[Task brief] In the "Game of Thrones" finale recap, identify every actor named in parentheses and give the character each one plays.
--- Start Excerpted text ---
By SARA SMITH
Brienne (Gwendolyn Christie) takes on Sandor “The Hound” Clegane (Rory McCann) when she figures out that he’s keeping Arya Stark captive.
And now our watch is ended, at least until next year.
The fourth season of “Game of Thrones,” HBO’s ever-more-popular fantasy series, wrapped up Sunday night, with more than 18 million viewers waving a sad goodbye to their favorite kidnappers, schemers, lovers and killers. And the dragons. We’ll miss the dragons.
If you were an outcast on “Game of Thrones” before, things aren’t looking up after the season finale.
Warning: Season 4 spoilers ahead.
You thought you had good reasons to brood? Now you live under a tree, or you’re burning your girlfriend’s body.
You’re on a boat across the sea without a friend in the world, and you’re lucky if your cabin isn’t a shipping crate.
A woman throws you off a cliff to die, and your best friend abandons you. The maiden won’t let you rescue her. Your mother chains you in a pit for something your brother did.
You die, shamed and strangled, in the wrong man’s bed. No one will kneel to you, no matter how many times you declare yourself king.
Sunday’s episode, titled “The Children,” delivered nonstop action even when the combat ceased, a departure from the show’s earlier, quieter finales. We meet a people known as the Children, sure, but this episode was 75 minutes of poor parenting coming home to roost as the younger generation defied their families in search of justice, revenge or a meager measure of safety.
“There is no safety,” snarls the Hound during his epic battle with Brienne of Tarth over who gets to babysit Arya, the show’s scrappy, well-armed tween heroine. “And if you haven’t figured that out yet, you’re the wrong one to be watching over her.”
He has a point, especially in a realm where the most powerful men can be murdered in the privy and stray pets can turn innocent 3-year-olds into charred skeletons. The finale was a harsh slap in the face for almost everyone in its giant cast, with favorite characters killing, getting killed or escaping to a more perilous future.
Arya’s final moments with the Hound (Rory McCann) swung between chilling and touching, a fitting end to their deadly friendship.
“Go on, girl,” the Hound says, his body broken, his face bloodied. He wants Arya to finish him off as she has threatened to do so many times. “Another name off your list.” But Arya (Maisie Williams) declines, and she doesn’t join up with Brienne, either.
At first, she tries to hitch a ride to the Wall, obviously not realizing that Castle Black is hardly a haven these days. When she flashes the foreign coin she has been toting around for two seasons, she gets a first-class ticket to another continent and the free city of Braavos, where the main industries are banking and assassin training.
Up at the Wall, Arya’s brother Jon Snow (Kit Harington) fails at his assassination attempt in Mance Rayder’s wildling camp. Mance (Ciaran Hinds), who has no time for the Night’s Watch’s little reindeer games, says he just wants to use their tunnel to flee the ice zombies. It seems like something could be worked out.
The two have a toast to Ygritte (Rose Leslie), the fallen archer who stole Jon’s heart when he was undercover with her wildling tribe. Jon accepts the drink after Mance tells him, “Of all the ways I’d kill you, poison would be the last.” Fair enough.
--- End Excerpted text ---
--- Start Extracted material ---
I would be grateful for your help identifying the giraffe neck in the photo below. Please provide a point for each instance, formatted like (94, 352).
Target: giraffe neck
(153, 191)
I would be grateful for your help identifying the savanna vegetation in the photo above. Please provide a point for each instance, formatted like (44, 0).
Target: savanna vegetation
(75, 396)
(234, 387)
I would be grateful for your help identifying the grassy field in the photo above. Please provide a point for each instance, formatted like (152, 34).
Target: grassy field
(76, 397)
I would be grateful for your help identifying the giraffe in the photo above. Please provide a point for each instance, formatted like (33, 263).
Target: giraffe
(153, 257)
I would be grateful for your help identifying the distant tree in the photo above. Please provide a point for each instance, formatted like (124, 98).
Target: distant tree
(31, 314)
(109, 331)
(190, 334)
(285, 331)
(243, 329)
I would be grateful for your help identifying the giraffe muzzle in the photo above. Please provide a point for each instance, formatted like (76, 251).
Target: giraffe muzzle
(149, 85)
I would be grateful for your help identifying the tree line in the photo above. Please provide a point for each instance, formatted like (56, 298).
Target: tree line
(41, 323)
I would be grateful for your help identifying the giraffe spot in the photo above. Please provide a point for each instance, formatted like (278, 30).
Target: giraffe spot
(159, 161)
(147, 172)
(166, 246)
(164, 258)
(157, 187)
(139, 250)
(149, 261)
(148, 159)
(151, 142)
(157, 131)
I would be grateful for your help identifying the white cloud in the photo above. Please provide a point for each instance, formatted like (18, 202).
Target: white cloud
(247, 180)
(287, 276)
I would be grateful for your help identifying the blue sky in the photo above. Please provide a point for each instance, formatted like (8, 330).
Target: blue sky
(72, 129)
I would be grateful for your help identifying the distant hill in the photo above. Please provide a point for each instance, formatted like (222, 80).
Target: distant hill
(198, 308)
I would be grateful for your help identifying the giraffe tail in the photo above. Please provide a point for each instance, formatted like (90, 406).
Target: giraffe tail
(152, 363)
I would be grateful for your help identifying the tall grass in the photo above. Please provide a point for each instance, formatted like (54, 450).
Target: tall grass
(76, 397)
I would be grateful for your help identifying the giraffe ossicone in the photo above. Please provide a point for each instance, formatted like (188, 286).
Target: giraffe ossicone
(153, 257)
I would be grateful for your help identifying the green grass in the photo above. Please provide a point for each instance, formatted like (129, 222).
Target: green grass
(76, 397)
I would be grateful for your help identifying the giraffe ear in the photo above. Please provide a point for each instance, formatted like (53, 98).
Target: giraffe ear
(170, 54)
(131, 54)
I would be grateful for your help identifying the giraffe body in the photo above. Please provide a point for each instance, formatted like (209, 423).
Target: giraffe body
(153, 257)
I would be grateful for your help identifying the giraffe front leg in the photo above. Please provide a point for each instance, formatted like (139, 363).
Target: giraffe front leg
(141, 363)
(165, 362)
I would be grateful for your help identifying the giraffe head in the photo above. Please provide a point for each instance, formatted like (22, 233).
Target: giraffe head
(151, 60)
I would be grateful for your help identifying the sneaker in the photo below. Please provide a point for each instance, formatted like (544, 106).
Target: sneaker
--- End Extracted material ---
[Task answer]
- Gwendolyn Christie: Brienne (Brienne of Tarth)
- Rory McCann: Sandor "The Hound" Clegane
- Maisie Williams: Arya Stark
- Kit Harington: Jon Snow
- Ciaran Hinds: Mance Rayder
- Rose Leslie: Ygritte